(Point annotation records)
──────────────────────────────

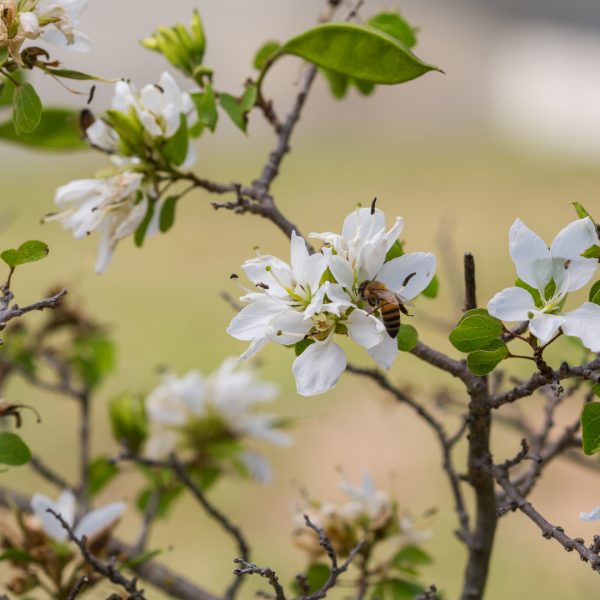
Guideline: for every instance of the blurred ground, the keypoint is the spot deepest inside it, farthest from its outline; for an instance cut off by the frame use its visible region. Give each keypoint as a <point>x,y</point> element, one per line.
<point>442,165</point>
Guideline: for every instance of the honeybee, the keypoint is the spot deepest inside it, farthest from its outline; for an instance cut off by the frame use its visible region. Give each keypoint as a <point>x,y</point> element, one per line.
<point>389,303</point>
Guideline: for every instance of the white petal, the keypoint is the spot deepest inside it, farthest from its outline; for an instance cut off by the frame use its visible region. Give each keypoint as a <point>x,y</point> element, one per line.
<point>384,353</point>
<point>319,367</point>
<point>545,326</point>
<point>584,323</point>
<point>512,304</point>
<point>394,273</point>
<point>288,327</point>
<point>530,255</point>
<point>65,507</point>
<point>365,329</point>
<point>593,515</point>
<point>568,246</point>
<point>342,270</point>
<point>98,520</point>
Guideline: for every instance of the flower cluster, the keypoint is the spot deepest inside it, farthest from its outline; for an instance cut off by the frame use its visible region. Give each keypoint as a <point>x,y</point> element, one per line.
<point>136,130</point>
<point>369,515</point>
<point>51,20</point>
<point>314,298</point>
<point>211,419</point>
<point>547,276</point>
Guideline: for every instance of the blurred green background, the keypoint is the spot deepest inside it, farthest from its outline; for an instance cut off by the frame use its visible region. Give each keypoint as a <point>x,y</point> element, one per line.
<point>436,151</point>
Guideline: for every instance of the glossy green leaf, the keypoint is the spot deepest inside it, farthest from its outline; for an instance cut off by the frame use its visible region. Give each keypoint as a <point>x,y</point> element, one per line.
<point>431,291</point>
<point>396,589</point>
<point>393,24</point>
<point>30,251</point>
<point>206,107</point>
<point>100,473</point>
<point>27,108</point>
<point>407,338</point>
<point>265,54</point>
<point>482,362</point>
<point>590,428</point>
<point>316,576</point>
<point>13,450</point>
<point>592,252</point>
<point>475,331</point>
<point>232,107</point>
<point>359,51</point>
<point>175,149</point>
<point>167,214</point>
<point>58,130</point>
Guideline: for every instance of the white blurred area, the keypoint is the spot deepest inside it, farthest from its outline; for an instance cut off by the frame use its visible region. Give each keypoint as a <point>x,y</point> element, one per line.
<point>515,72</point>
<point>545,89</point>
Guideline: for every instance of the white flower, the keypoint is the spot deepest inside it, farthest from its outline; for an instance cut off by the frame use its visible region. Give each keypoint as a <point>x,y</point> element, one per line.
<point>553,272</point>
<point>58,18</point>
<point>226,400</point>
<point>292,306</point>
<point>109,205</point>
<point>89,525</point>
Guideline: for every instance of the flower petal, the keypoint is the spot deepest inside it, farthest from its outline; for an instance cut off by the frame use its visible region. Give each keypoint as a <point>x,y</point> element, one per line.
<point>545,326</point>
<point>512,304</point>
<point>394,273</point>
<point>530,255</point>
<point>584,323</point>
<point>384,353</point>
<point>365,329</point>
<point>98,520</point>
<point>319,367</point>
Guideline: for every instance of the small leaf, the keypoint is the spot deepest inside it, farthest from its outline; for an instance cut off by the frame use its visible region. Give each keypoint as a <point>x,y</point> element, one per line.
<point>13,450</point>
<point>590,428</point>
<point>407,338</point>
<point>232,107</point>
<point>30,251</point>
<point>592,252</point>
<point>482,362</point>
<point>58,130</point>
<point>359,51</point>
<point>475,331</point>
<point>167,213</point>
<point>265,54</point>
<point>393,24</point>
<point>431,291</point>
<point>27,108</point>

──────────────────────────────

Stated task: Rescale everything from the line that contains "Guideline: for every instance of the white petal, the" down to the line that contains "<point>436,151</point>", both included, and reproduce those lines with the guideline lines kept as they are, multiplying each point coordinate by 1.6 and rounding to the nearest whole number, with halves rounded up. Do this for those lines only.

Result for this exercise:
Guideline: for every instance of the white petal, the keypoint is the spot deepest inside it, farthest from its outline; for an instance cut off by the frame use its visible region. Give each keypoint as a <point>x,y</point> element, one per line.
<point>614,565</point>
<point>510,587</point>
<point>872,522</point>
<point>934,517</point>
<point>819,486</point>
<point>630,437</point>
<point>461,523</point>
<point>848,408</point>
<point>104,811</point>
<point>584,526</point>
<point>949,824</point>
<point>909,394</point>
<point>547,432</point>
<point>157,832</point>
Guideline: for every instance of the flower cluster, the keypoint is the spot deepest inside it, farthest from its outline; for an instance cut off by the frame use its visible region. Give each keypoint as a <point>x,y</point> element, one per line.
<point>218,208</point>
<point>590,824</point>
<point>82,32</point>
<point>502,477</point>
<point>338,670</point>
<point>875,442</point>
Guideline: for every instance of the blurred green background, the keypoint is the spot deepest inside it, farthest from its outline; for an instance cut off by the frame use its visible region. Give each keypoint as a <point>x,y</point> element, one per line.
<point>698,242</point>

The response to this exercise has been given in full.